Records shown:
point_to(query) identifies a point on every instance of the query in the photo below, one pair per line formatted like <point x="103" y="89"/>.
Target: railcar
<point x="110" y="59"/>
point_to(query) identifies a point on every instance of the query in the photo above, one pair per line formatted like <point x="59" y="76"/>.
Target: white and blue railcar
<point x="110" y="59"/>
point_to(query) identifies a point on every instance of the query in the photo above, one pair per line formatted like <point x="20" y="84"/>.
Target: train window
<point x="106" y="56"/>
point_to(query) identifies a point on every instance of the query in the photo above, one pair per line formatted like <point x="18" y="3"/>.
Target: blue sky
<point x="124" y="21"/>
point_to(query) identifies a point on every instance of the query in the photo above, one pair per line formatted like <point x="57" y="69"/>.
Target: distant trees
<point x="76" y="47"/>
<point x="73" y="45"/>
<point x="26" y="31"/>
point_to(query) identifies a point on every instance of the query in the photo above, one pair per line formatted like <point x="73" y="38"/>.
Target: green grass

---

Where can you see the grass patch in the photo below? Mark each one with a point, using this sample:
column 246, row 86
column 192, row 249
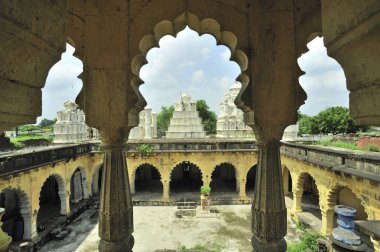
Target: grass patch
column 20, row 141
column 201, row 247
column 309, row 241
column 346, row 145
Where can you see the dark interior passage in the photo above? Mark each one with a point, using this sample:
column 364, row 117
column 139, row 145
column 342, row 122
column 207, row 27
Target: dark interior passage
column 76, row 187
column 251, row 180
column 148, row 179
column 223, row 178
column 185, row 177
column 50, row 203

--

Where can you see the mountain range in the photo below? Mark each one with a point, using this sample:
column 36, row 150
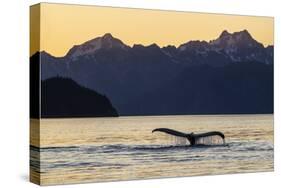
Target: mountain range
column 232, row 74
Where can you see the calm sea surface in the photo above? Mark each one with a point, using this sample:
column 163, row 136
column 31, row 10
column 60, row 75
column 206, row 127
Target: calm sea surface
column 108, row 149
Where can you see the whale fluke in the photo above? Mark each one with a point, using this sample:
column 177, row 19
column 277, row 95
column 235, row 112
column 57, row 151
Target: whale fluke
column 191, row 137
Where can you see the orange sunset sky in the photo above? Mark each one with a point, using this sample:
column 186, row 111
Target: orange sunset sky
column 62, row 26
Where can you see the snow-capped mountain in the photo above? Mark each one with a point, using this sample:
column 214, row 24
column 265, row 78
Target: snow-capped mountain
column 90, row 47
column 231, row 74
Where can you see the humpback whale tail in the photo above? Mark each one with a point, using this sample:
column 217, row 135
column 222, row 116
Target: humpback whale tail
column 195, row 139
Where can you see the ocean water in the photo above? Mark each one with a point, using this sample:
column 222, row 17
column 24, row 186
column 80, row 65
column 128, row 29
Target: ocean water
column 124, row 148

What the exercise asks:
Search the records above for the string "below" and copy each line that holds it.

Your response:
point_to(query) identifies a point on every instance of the query in the photo below, one pair per line formatted like <point x="103" y="89"/>.
Where can you see the grass patch in the photo below? Mark each one with a point, using this sample:
Where can you see the mountain range in the photo below? Mark each one with a point, using this sample:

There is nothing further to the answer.